### TEXT EXCERPT
What is left to say about Big Data? Even if you only believe half of the hype surrounding it, it remains an exciting new area of Information Technology for business, social sciences, government, science and many other fields. This article will mention some successes that Bank of America had with Big Data, a company I used to work for, and will also discuss some issues of the “next big thing”, and some problems as well as less than successful uses of it, and provide some guidelines for enjoying success and avoiding problems in the world of Big Data.
What is it?
Big Data is a catchy but deceptive name. There are really two sides to it. The first refers to huge quantities of varied data, defined below and the technological advances that enable ingesting data at a high speed, and the storage, management, and processing of it within a reasonable cost and time.
Various groups have contributed to this definition. Big Data is high volume, velocity and variety (Gartner 2012) and high variability and complexity (SAS) and varying veracity (i.e. quality) (Wikipedia) data. The technologies are now well known and utilize methods of spreading the processing over many processors as well as methods for breaking the data into blocks for secure and efficient storage and access.

### GOAL OF THE EXERCISE
Reproduce the passage on Big Data word for word from "What is left" up to and including "cost and time.". None of the data has any part in this.

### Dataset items
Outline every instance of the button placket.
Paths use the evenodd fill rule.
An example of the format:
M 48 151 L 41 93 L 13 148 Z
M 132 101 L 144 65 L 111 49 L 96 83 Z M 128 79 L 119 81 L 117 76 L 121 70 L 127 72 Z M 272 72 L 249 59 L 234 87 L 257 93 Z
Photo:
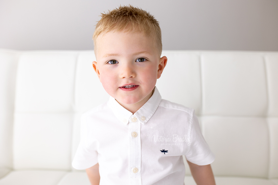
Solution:
M 141 184 L 141 123 L 136 117 L 132 117 L 128 124 L 129 165 L 130 184 Z

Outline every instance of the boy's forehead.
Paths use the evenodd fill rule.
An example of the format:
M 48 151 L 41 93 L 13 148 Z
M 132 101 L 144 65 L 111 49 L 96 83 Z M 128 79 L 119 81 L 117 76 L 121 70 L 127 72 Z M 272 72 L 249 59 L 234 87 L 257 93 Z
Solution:
M 101 55 L 101 56 L 99 56 L 102 57 L 103 56 L 101 55 L 104 54 L 103 53 L 103 52 L 105 53 L 104 55 L 109 55 L 111 54 L 109 53 L 109 51 L 113 52 L 113 50 L 120 50 L 121 48 L 120 45 L 119 46 L 117 44 L 117 41 L 122 41 L 123 39 L 128 39 L 133 41 L 136 39 L 138 40 L 138 42 L 136 43 L 133 42 L 130 43 L 130 45 L 133 44 L 135 47 L 140 45 L 142 42 L 145 42 L 146 43 L 147 43 L 147 44 L 145 44 L 145 45 L 147 46 L 146 49 L 147 49 L 147 48 L 149 49 L 147 50 L 148 51 L 140 51 L 138 52 L 138 53 L 144 52 L 150 54 L 153 54 L 154 51 L 156 52 L 157 50 L 156 49 L 155 39 L 154 38 L 146 35 L 144 33 L 139 31 L 132 31 L 126 30 L 120 31 L 113 30 L 102 33 L 98 36 L 95 42 L 95 49 L 96 49 L 97 53 Z M 101 49 L 101 53 L 100 53 L 99 50 Z M 112 51 L 109 51 L 109 50 Z M 108 53 L 107 53 L 107 52 Z M 96 56 L 97 53 L 96 53 Z

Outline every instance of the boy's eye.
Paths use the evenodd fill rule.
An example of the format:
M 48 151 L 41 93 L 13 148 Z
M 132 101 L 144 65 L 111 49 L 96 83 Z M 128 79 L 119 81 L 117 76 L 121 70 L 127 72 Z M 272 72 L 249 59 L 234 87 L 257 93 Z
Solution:
M 108 64 L 115 64 L 118 63 L 119 63 L 119 62 L 116 60 L 111 60 L 108 61 Z
M 136 60 L 136 62 L 144 62 L 144 61 L 145 61 L 146 60 L 146 60 L 144 58 L 139 58 L 139 59 Z

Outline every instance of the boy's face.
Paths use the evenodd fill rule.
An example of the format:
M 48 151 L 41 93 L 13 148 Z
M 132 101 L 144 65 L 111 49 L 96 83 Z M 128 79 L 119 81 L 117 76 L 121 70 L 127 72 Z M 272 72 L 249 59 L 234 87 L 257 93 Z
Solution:
M 138 109 L 151 96 L 167 58 L 160 58 L 152 39 L 139 32 L 99 37 L 93 66 L 103 88 L 124 107 Z

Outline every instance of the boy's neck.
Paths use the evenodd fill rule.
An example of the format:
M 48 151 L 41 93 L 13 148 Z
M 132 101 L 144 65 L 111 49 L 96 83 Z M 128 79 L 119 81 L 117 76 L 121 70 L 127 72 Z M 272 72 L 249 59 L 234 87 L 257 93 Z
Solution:
M 154 91 L 154 89 L 152 91 L 152 92 L 151 92 L 148 96 L 145 97 L 145 98 L 141 101 L 135 104 L 131 105 L 126 104 L 119 101 L 117 100 L 116 100 L 116 101 L 124 108 L 132 112 L 133 114 L 134 114 L 136 112 L 137 110 L 139 110 L 139 109 L 141 108 L 141 107 L 142 107 L 142 106 L 143 106 L 148 100 L 149 100 L 149 99 L 150 99 L 150 98 L 153 95 L 153 94 Z

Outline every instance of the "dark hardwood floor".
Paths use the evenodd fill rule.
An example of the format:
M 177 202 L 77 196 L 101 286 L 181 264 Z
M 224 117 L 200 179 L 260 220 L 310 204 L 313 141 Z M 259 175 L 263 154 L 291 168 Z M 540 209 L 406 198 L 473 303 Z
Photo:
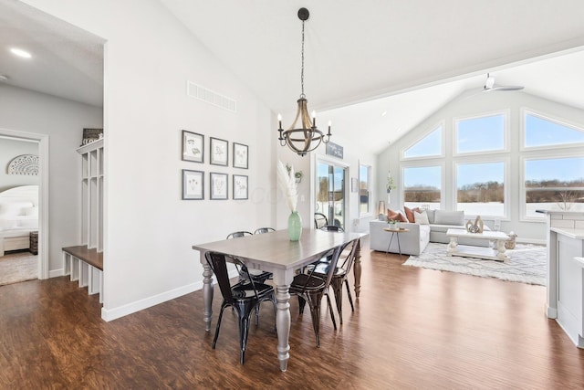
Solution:
M 345 295 L 334 332 L 323 310 L 320 348 L 291 301 L 286 373 L 269 304 L 242 366 L 230 310 L 211 348 L 202 291 L 105 322 L 68 278 L 2 286 L 0 388 L 584 388 L 584 352 L 544 315 L 545 288 L 402 267 L 364 244 L 356 311 Z M 216 289 L 214 331 L 219 303 Z

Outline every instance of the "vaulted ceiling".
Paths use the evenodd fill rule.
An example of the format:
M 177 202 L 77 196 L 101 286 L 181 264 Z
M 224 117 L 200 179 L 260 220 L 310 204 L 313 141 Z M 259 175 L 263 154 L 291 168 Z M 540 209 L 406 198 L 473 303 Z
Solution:
M 354 122 L 367 139 L 384 140 L 375 145 L 355 132 L 373 153 L 454 97 L 479 91 L 487 72 L 497 84 L 584 109 L 580 0 L 160 1 L 274 112 L 287 115 L 300 93 L 297 13 L 308 8 L 309 109 L 323 121 L 330 110 L 336 122 Z M 43 62 L 11 65 L 5 48 L 14 42 L 41 49 Z M 0 0 L 5 82 L 99 105 L 101 44 L 20 2 Z M 343 115 L 335 110 L 347 106 Z M 337 129 L 353 137 L 347 126 Z

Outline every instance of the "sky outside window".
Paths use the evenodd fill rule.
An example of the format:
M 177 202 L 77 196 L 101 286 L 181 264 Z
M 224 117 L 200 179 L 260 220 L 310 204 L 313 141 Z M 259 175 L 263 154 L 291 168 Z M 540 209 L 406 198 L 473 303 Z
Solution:
M 456 121 L 456 152 L 469 153 L 505 149 L 505 115 Z

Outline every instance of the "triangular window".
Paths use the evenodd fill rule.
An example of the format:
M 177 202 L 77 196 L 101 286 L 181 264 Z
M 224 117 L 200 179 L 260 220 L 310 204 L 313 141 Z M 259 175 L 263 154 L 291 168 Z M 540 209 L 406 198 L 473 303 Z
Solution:
M 442 126 L 403 151 L 403 157 L 428 157 L 442 155 Z
M 553 121 L 535 114 L 526 113 L 526 148 L 584 143 L 584 131 Z

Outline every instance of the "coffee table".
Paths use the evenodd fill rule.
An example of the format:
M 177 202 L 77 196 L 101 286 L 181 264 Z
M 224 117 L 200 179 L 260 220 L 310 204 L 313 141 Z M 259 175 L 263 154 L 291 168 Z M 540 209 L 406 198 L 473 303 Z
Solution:
M 448 244 L 447 249 L 448 256 L 463 256 L 497 261 L 505 261 L 509 258 L 505 253 L 506 250 L 505 242 L 509 239 L 509 236 L 503 232 L 484 231 L 483 233 L 469 233 L 464 229 L 448 229 L 446 236 L 450 237 L 450 244 Z M 458 237 L 460 237 L 493 240 L 495 241 L 495 248 L 458 245 Z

### RESULT OF THIS EXERCISE
What is left to say about Big Data? Even if you only believe half of the hype surrounding it, it remains an exciting new area of Information Technology for business, social sciences, government, science and many other fields. This article will mention some successes that Bank of America had with Big Data, a company I used to work for, and will also discuss some issues of the “next big thing”, and some problems as well as less than successful uses of it, and provide some guidelines for enjoying success and avoiding problems in the world of Big Data.
What is it?
Big Data is a catchy but deceptive name. There are really two sides to it. The first refers to huge quantities of varied data, defined below and the technological advances that enable ingesting data at a high speed, and the storage, management, and processing of it within a reasonable cost and time.